-------- Input

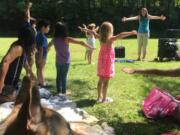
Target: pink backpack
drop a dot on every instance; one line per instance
(159, 104)
(170, 133)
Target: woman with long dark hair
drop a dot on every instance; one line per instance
(12, 63)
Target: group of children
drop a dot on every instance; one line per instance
(61, 42)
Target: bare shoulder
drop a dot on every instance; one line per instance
(16, 49)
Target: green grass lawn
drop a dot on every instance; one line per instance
(128, 91)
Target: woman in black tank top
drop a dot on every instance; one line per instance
(12, 63)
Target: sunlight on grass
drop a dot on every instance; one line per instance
(128, 91)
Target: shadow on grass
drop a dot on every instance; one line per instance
(85, 103)
(81, 88)
(150, 127)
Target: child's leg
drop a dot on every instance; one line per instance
(86, 54)
(90, 56)
(99, 88)
(65, 69)
(139, 45)
(145, 43)
(41, 73)
(58, 78)
(104, 88)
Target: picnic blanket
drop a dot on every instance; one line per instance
(78, 118)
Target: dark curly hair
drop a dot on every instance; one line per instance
(26, 38)
(60, 30)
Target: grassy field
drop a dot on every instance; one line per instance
(128, 91)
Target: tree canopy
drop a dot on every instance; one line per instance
(77, 12)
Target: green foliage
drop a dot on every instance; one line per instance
(128, 91)
(77, 12)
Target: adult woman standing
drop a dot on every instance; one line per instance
(143, 31)
(12, 63)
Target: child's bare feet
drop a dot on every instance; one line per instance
(128, 70)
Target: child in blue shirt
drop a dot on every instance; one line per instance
(41, 55)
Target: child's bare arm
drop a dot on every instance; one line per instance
(50, 45)
(11, 55)
(40, 55)
(89, 31)
(125, 19)
(74, 41)
(157, 17)
(123, 35)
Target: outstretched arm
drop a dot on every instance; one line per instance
(168, 73)
(11, 55)
(50, 45)
(74, 41)
(27, 15)
(29, 70)
(123, 35)
(89, 31)
(125, 19)
(157, 17)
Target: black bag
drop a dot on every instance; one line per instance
(167, 48)
(120, 52)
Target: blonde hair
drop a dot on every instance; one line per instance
(106, 31)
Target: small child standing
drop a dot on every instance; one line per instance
(91, 40)
(41, 54)
(106, 58)
(61, 43)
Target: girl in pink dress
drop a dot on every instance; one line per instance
(106, 58)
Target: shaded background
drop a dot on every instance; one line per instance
(77, 12)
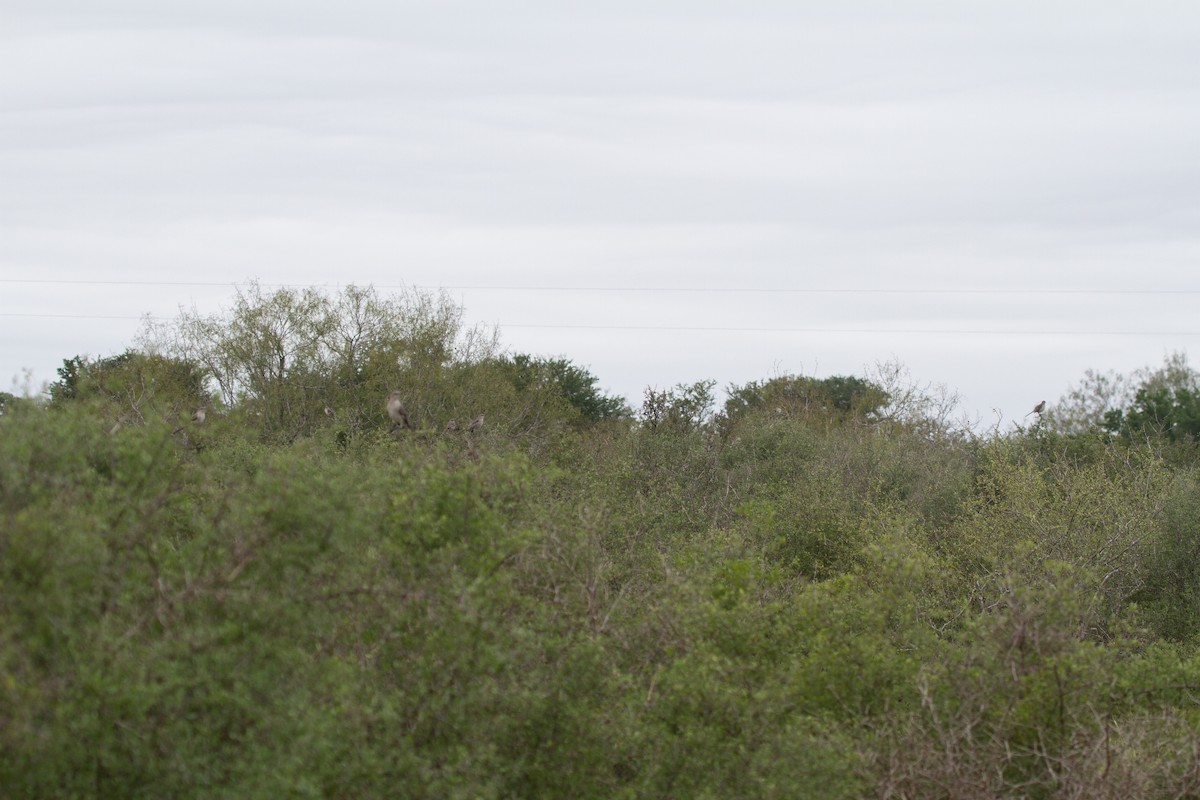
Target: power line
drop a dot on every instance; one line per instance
(715, 329)
(618, 289)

----------------

* **Your instructions**
No pictures belong in the copy. Repeat the entries exactly.

* **Response**
Target: pink backpack
drop a dot on every instance; one line per instance
(159, 104)
(170, 133)
Target: woman with long dark hair
drop a dot on every instance; one line per instance
(12, 63)
Target: group of children
drop a dot on every instance; one line per instance
(61, 42)
Target: bare shoulder
drop a dot on every instance; one line per instance
(16, 49)
Target: green grass lawn
drop a dot on every instance; one line per instance
(128, 91)
Target: woman in black tank top
drop a dot on every instance; one line per instance
(12, 63)
Target: sunlight on grass
drop a dot on every instance; one line per instance
(128, 91)
Target: shadow on grass
drop a dot on every instance; one line per instance
(85, 103)
(81, 88)
(150, 127)
Target: child's leg
drop a dot on every instance; one line per instance
(86, 54)
(90, 56)
(99, 88)
(65, 69)
(139, 45)
(145, 43)
(41, 73)
(58, 78)
(104, 88)
Target: picnic blanket
drop a dot on every instance; one line per instance
(78, 118)
Target: dark curly hair
drop a dot on every instance; one line per instance
(26, 38)
(60, 30)
Target: grassy field
drop a dot on every instance; one line per instance
(128, 91)
Target: tree canopy
drop a dot on every instance; one line per instance
(77, 12)
Target: green foliage
drop a dot on every instance; one line per instance
(128, 91)
(77, 12)
Target: adult woman standing
drop a dot on every instance; one line per instance
(143, 31)
(12, 63)
Target: child's bare feet
drop a dot on every instance; one line per instance
(128, 70)
Target: child in blue shirt
drop a dot on every instance; one line per instance
(41, 55)
Target: child's bare arm
drop a dot on every instance; one line per instance
(50, 45)
(11, 55)
(40, 55)
(89, 31)
(125, 19)
(74, 41)
(157, 17)
(123, 35)
Target: outstretched arm
drop a dot on every instance; one line per instance
(168, 73)
(11, 55)
(50, 45)
(74, 41)
(27, 15)
(29, 70)
(123, 35)
(89, 31)
(125, 19)
(157, 17)
Target: black bag
drop a dot on every instance; one line per instance
(167, 48)
(120, 52)
Target: blonde hair
drop a dot on every instance; one line per instance
(106, 31)
Target: small child standing
drop a dot on every instance; one line per instance
(91, 40)
(41, 54)
(106, 58)
(61, 43)
Target: girl in pink dress
drop a dot on every instance; one line per instance
(106, 58)
Target: shaded background
drop a dot on every instance; one line per instance
(77, 12)
Target: power line
drop a dot on every instance; one line per instance
(715, 329)
(618, 289)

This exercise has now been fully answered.